**Given request:** Lay out everything from the beginning of the material down to and including the line that contains "94L22 79L26 73L22" as a Markdown table with the columns Row and Line, skipping blank lines. Leave the pictures out of the table.

**Labeled region records:**
####

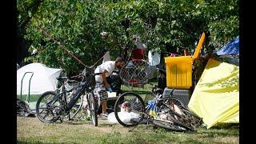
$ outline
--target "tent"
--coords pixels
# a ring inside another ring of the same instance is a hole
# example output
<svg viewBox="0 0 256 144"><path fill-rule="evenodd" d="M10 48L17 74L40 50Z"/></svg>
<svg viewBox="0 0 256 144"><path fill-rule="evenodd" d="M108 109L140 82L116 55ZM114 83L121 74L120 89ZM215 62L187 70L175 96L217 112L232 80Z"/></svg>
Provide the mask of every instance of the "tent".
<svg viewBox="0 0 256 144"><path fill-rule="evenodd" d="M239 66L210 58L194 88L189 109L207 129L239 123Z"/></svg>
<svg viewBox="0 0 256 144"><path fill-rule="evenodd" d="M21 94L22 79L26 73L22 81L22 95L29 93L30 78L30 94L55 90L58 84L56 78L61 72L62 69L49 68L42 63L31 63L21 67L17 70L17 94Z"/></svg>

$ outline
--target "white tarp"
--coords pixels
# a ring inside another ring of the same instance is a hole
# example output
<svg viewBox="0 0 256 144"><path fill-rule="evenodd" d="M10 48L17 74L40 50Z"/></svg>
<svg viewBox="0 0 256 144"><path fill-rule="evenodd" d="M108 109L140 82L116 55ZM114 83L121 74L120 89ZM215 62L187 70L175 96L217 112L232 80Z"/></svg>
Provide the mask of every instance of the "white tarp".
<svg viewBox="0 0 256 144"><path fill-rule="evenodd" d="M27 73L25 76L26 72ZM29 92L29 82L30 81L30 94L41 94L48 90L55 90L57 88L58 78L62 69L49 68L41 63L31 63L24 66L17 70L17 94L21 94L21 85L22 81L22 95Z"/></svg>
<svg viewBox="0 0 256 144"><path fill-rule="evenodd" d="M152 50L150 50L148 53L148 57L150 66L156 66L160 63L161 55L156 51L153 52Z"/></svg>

####

**Finished task:**
| Row | Line |
|---|---|
| 1 | $ outline |
| 2 | --target "tent" |
| 3 | --coords pixels |
| 4 | # a ring inside another ring of the same instance is a hole |
| 5 | # example output |
| 6 | <svg viewBox="0 0 256 144"><path fill-rule="evenodd" d="M10 48L17 74L40 50Z"/></svg> |
| 7 | <svg viewBox="0 0 256 144"><path fill-rule="evenodd" d="M108 109L140 82L116 55ZM114 83L121 74L120 89ZM215 62L187 70L175 96L217 112L232 80Z"/></svg> |
| 8 | Provide the mask of every instance of the "tent". |
| 9 | <svg viewBox="0 0 256 144"><path fill-rule="evenodd" d="M239 66L210 58L194 88L189 109L207 129L239 123Z"/></svg> |
| 10 | <svg viewBox="0 0 256 144"><path fill-rule="evenodd" d="M21 94L22 79L26 73L22 81L22 95L29 93L30 78L30 94L55 90L58 84L56 78L61 72L62 69L49 68L42 63L31 63L21 67L17 70L17 94Z"/></svg> |